Rewrite the entries from the line containing "The service MUST return one point per instance of the black" through the end of the entries, replacing every "service" with "system" and leaving everything else unchanged.

========================================

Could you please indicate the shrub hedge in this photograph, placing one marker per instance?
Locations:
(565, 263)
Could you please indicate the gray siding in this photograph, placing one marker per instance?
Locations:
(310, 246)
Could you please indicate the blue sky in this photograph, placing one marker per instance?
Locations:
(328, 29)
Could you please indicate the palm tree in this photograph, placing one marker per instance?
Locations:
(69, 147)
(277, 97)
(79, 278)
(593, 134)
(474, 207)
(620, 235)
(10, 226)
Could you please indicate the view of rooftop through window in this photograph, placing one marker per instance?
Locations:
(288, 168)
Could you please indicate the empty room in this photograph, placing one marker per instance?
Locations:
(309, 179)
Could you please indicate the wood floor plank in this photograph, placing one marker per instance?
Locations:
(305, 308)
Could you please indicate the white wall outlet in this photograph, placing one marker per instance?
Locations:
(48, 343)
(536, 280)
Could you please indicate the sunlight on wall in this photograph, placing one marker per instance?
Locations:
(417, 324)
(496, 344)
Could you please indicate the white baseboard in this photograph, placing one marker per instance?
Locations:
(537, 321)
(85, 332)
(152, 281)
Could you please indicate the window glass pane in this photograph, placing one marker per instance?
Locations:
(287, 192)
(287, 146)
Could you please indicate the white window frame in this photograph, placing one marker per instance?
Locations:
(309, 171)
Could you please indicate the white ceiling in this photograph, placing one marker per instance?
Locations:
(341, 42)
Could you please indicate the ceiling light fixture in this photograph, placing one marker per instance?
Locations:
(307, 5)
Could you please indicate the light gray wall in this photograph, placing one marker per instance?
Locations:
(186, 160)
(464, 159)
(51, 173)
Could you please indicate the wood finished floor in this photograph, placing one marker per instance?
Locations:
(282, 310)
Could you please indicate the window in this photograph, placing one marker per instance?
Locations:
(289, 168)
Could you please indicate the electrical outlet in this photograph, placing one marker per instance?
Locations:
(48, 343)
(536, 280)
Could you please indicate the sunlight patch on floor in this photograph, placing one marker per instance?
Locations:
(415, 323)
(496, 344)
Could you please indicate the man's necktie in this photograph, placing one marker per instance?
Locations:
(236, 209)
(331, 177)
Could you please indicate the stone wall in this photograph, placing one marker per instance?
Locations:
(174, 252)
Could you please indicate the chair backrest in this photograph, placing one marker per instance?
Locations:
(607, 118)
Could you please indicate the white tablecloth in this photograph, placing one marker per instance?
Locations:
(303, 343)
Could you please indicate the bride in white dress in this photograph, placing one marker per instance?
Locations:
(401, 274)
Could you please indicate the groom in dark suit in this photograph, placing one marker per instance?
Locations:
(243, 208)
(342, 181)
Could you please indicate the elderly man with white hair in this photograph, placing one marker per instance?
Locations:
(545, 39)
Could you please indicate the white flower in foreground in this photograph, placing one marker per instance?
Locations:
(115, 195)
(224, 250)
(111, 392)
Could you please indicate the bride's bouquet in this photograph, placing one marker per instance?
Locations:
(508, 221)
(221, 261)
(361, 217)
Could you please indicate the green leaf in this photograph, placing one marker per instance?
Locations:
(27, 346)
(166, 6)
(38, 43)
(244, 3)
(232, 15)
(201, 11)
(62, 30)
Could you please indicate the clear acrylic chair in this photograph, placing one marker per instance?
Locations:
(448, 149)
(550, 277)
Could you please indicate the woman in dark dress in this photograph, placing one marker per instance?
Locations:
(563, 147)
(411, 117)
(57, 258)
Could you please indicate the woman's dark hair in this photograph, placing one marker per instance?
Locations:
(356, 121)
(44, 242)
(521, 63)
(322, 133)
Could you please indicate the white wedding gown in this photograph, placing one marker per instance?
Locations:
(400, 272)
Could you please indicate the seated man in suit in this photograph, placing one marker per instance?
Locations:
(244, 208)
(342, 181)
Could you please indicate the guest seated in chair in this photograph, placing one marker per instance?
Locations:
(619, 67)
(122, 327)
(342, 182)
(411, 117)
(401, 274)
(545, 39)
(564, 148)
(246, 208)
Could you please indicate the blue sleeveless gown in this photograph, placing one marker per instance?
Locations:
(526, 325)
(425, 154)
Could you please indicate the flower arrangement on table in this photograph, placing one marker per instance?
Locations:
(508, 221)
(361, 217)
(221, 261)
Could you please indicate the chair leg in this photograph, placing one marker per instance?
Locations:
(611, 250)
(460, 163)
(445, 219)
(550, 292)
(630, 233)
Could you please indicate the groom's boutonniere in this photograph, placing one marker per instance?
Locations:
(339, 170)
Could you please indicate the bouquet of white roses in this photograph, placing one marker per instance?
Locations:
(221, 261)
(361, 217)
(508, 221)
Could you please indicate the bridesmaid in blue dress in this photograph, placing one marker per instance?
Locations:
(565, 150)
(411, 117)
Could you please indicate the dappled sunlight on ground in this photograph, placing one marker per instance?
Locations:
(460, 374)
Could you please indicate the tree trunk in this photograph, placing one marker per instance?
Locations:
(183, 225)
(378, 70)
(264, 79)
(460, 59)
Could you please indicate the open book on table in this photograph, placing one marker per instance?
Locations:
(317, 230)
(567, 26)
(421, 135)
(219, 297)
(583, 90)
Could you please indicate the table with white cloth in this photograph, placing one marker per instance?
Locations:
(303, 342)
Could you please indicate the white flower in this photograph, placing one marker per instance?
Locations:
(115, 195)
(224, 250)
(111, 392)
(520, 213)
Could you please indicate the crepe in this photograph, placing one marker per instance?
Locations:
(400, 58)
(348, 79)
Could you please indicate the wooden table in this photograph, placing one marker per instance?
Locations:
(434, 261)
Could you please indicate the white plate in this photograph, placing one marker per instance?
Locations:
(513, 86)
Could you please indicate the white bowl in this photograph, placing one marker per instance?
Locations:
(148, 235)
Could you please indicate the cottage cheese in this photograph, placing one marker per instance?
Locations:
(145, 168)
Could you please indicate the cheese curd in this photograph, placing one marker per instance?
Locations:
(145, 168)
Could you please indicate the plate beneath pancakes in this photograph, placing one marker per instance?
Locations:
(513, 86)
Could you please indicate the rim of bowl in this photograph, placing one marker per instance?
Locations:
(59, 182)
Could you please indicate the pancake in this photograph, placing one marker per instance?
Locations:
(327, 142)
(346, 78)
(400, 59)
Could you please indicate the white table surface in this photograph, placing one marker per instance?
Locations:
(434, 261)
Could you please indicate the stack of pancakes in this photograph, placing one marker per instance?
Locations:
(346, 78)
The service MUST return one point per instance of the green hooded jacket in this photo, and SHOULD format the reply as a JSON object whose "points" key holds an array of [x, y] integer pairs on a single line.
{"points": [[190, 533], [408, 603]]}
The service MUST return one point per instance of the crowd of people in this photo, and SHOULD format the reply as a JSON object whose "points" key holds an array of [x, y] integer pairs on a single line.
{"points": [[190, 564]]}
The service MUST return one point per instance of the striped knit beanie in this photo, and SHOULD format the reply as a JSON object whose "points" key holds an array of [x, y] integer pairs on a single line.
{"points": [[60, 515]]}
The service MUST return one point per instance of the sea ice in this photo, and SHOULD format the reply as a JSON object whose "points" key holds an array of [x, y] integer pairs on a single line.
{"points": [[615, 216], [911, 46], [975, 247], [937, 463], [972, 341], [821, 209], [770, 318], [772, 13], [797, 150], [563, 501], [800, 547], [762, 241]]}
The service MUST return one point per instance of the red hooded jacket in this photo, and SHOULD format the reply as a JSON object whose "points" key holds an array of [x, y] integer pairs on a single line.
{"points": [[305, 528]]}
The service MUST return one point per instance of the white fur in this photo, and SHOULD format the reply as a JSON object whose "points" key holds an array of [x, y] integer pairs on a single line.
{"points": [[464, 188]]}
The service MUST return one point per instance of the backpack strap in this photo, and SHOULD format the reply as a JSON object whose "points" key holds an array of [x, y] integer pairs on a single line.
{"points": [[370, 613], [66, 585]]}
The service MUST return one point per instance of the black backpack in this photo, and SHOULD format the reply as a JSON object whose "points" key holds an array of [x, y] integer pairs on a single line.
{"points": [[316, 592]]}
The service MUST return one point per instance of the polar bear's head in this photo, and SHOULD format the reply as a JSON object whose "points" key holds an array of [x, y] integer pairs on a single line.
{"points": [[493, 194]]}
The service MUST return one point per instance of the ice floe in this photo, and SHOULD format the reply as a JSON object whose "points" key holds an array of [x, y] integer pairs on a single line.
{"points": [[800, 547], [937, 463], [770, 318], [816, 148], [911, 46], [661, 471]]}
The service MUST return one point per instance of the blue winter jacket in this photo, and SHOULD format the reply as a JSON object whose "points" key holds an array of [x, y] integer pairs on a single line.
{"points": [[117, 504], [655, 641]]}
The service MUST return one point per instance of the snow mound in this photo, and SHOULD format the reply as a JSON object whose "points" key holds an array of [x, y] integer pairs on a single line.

========================================

# SOLVED EXERCISE
The system MUST return one point per instance of the black backpack in this photo, and SHOULD format the reply as a JSON object whose "points" key holds an array of [x, y] integer pairs on a single line.
{"points": [[316, 592]]}
The system MUST return one point per instance of the polar bear's head in this photo, and SHOULD format the reply as a JSON object whose "points" key holds an array of [x, y] integer pairs on a single line.
{"points": [[493, 194]]}
The system MUST return one point per instance of the ice floe in this photo, and SHOULD format the reply as a JSON object whose "points" key holds an array of [x, y] integer pairs on a single line.
{"points": [[800, 547], [937, 463], [770, 318], [816, 148], [911, 46], [661, 471]]}
The system MUST return one point per instance of the blue winter jacket in this photo, and SHOULD format the reply as a JSON object whose "points" key holds an array of [x, y] integer pairs on a single line.
{"points": [[117, 504], [655, 641]]}
The system MUST return one point per instance of the snow mound in this photo, and SHOULD format the reply as a JSON object whose "points" key holds an array of [x, y] integer pairs on a single line.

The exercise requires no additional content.